Source document START

African-American dancer Leonard Harper is acknowledged as the father of cabaret. In the 20’s and 30’s, Harper and his dancing Harperettes were an international sensation.
Leonard Harper started off performing in medicine shows (shows that included the selling of various medical remedies during intermissions) as a child. As he got older, he started working with the T.O.B.A., which stood for Theater Owners Booking Association, but was nicknamed “Tough on Black Asses.” Harper and his wife, dancer Osceola Banks, proved their worth by putting together the show Plantation Days.
As a result, Harper was made a producer with the Shubert Circuit and given an unlimited budget. He trained more Harperettes and took the group overseas. When he returned to Harlem, Harper created a show that combined the medicine show with the cabaret. His performances included acts like Snake Hips Tucker or Jazz Lips Richardson, the torso-twister.
Harper’s talent opened for the biggest clubs in the country, including New York’s legendary Cotton Club. The Harperettes performed in notable shows like Connie’s Hot Chocolates on Broadway in 1929. That same production introduced Louis Armstrong and his hits “Ain’t Misbehavin” and “Black and Blue.”
Harper met Duke Ellington at a boarding house they both lived in and introduced him to the Cotton Club where Ellington raised the stage. He also coordinated sets with Armstrong, Count Basie, Cab Calloway and many other fixtures of the Harlem Renaissance.

Source document END
Given entries START

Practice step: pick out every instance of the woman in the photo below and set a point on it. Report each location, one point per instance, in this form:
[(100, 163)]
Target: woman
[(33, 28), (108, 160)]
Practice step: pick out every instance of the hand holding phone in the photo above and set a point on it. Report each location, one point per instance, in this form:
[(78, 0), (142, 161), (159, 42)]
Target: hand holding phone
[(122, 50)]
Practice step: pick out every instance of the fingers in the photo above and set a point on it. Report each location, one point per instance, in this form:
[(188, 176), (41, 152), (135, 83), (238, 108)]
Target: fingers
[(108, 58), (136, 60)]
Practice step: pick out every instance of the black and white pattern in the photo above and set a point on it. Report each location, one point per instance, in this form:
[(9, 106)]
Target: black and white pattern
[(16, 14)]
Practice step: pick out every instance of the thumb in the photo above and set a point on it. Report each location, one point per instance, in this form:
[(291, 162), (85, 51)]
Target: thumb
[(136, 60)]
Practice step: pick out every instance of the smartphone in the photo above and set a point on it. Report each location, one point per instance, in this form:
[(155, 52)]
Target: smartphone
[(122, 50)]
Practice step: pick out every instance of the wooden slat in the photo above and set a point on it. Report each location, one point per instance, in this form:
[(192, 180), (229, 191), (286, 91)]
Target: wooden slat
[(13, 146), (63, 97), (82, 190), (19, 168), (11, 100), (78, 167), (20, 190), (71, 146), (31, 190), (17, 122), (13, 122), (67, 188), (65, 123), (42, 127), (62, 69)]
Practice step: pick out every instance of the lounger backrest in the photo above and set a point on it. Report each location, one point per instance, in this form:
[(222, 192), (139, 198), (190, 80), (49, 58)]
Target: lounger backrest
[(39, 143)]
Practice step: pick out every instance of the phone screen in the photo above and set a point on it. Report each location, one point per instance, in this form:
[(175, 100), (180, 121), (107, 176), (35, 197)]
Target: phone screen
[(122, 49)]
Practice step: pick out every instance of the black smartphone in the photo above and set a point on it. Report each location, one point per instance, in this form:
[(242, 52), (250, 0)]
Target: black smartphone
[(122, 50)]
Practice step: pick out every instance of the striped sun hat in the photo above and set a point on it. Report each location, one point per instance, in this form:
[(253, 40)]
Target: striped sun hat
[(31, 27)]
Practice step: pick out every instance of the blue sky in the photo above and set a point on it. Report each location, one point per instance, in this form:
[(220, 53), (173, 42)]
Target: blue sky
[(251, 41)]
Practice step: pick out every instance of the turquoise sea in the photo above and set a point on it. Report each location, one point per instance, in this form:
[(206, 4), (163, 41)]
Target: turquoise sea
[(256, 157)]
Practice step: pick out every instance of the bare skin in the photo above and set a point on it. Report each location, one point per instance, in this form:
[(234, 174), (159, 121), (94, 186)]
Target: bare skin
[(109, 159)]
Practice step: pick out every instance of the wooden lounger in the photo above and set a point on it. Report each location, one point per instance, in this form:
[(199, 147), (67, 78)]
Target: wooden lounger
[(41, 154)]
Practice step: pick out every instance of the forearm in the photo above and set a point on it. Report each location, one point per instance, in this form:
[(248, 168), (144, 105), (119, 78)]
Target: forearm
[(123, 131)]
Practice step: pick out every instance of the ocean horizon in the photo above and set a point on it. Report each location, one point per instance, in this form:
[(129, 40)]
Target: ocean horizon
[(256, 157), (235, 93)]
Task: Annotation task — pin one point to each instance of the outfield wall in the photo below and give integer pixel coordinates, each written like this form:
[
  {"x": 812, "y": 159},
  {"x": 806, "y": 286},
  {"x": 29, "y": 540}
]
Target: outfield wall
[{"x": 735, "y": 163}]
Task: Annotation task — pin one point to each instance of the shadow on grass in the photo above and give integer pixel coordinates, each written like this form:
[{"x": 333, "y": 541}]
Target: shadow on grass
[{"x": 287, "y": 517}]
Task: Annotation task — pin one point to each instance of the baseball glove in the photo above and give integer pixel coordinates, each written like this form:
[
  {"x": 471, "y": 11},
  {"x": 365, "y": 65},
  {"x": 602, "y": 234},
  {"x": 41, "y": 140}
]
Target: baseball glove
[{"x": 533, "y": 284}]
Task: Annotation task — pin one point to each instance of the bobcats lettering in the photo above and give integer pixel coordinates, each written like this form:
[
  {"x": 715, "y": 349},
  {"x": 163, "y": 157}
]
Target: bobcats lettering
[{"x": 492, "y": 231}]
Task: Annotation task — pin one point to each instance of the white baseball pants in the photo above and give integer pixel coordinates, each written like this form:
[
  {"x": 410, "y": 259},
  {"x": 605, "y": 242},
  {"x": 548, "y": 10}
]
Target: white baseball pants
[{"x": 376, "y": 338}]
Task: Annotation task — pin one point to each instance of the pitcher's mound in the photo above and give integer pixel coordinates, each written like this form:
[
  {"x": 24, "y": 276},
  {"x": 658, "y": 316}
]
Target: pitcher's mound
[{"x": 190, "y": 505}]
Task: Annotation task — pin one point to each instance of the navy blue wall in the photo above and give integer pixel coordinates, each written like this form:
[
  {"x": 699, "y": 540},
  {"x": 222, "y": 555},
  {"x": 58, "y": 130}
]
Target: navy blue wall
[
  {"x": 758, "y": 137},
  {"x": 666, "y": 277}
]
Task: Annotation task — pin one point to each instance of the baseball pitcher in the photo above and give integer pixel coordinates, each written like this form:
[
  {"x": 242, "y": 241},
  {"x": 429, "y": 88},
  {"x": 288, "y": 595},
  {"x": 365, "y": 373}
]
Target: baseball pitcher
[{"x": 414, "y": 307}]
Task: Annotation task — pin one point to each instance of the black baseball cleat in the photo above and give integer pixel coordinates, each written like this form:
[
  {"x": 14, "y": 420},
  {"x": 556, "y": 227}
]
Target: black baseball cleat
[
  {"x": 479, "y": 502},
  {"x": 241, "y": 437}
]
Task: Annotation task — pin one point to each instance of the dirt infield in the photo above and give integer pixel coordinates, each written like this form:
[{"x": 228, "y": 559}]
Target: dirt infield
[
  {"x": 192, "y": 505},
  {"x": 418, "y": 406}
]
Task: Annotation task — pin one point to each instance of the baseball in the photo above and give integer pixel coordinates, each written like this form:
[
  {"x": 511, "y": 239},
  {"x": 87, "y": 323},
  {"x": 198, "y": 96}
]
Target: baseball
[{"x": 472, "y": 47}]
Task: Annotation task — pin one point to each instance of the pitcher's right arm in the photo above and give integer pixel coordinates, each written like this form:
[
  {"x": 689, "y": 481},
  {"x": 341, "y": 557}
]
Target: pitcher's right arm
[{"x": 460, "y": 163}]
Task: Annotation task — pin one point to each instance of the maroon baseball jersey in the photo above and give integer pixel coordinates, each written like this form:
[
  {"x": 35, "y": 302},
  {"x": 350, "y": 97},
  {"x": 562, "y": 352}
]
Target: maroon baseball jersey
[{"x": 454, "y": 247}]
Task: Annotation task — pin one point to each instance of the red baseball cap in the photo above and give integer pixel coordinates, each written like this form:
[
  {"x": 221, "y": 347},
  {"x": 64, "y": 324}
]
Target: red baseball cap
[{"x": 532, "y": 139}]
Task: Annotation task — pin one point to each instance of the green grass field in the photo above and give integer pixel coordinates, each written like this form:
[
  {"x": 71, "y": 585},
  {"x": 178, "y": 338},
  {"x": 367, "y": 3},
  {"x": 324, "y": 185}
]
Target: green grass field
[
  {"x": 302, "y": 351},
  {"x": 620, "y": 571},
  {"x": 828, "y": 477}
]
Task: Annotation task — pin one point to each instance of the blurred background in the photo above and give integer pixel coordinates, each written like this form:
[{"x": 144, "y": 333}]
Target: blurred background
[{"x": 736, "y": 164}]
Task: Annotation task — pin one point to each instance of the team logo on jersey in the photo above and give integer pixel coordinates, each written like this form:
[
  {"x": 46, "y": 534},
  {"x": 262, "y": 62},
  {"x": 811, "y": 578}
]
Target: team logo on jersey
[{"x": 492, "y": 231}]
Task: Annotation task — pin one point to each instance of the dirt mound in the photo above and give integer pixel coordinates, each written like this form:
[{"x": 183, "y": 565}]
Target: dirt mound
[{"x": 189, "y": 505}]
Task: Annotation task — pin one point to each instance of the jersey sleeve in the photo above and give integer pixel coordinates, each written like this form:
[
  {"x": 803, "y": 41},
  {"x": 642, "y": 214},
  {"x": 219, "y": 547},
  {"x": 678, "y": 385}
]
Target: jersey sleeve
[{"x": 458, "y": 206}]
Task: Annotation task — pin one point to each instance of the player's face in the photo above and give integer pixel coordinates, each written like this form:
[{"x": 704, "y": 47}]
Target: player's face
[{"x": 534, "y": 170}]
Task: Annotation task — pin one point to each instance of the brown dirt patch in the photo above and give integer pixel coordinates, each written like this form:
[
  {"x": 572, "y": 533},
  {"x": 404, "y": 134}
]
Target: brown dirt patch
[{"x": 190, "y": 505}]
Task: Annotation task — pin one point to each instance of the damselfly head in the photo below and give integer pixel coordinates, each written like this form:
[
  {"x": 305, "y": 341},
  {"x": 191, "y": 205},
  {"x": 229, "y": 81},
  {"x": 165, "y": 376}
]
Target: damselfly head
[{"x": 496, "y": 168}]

Given entries END

- To do:
(a) Answer these questions from the Leonard Harper text.
(i) What was the full name of the T.O.B.A.?
(ii) With which circuit was Harper made a producer?
(iii) In what year did the Harperettes perform in Connie's Hot Chocolates on Broadway?
(b) Rewrite the Leonard Harper text from "African-American dancer Leonard" to "show Plantation Days.", changing "remedies" to "cures".

- List of solutions:
(a)
(i) Theater Owners Booking Association
(ii) The Shubert Circuit
(iii) 1929

(b)
African-American dancer Leonard Harper is acknowledged as the father of cabaret. In the 20’s and 30’s, Harper and his dancing Harperettes were an international sensation.
Leonard Harper started off performing in medicine shows (shows that included the selling of various medical cures during intermissions) as a child. As he got older, he started working with the T.O.B.A., which stood for Theater Owners Booking Association, but was nicknamed “Tough on Black Asses.” Harper and his wife, dancer Osceola Banks, proved their worth by putting together the show Plantation Days.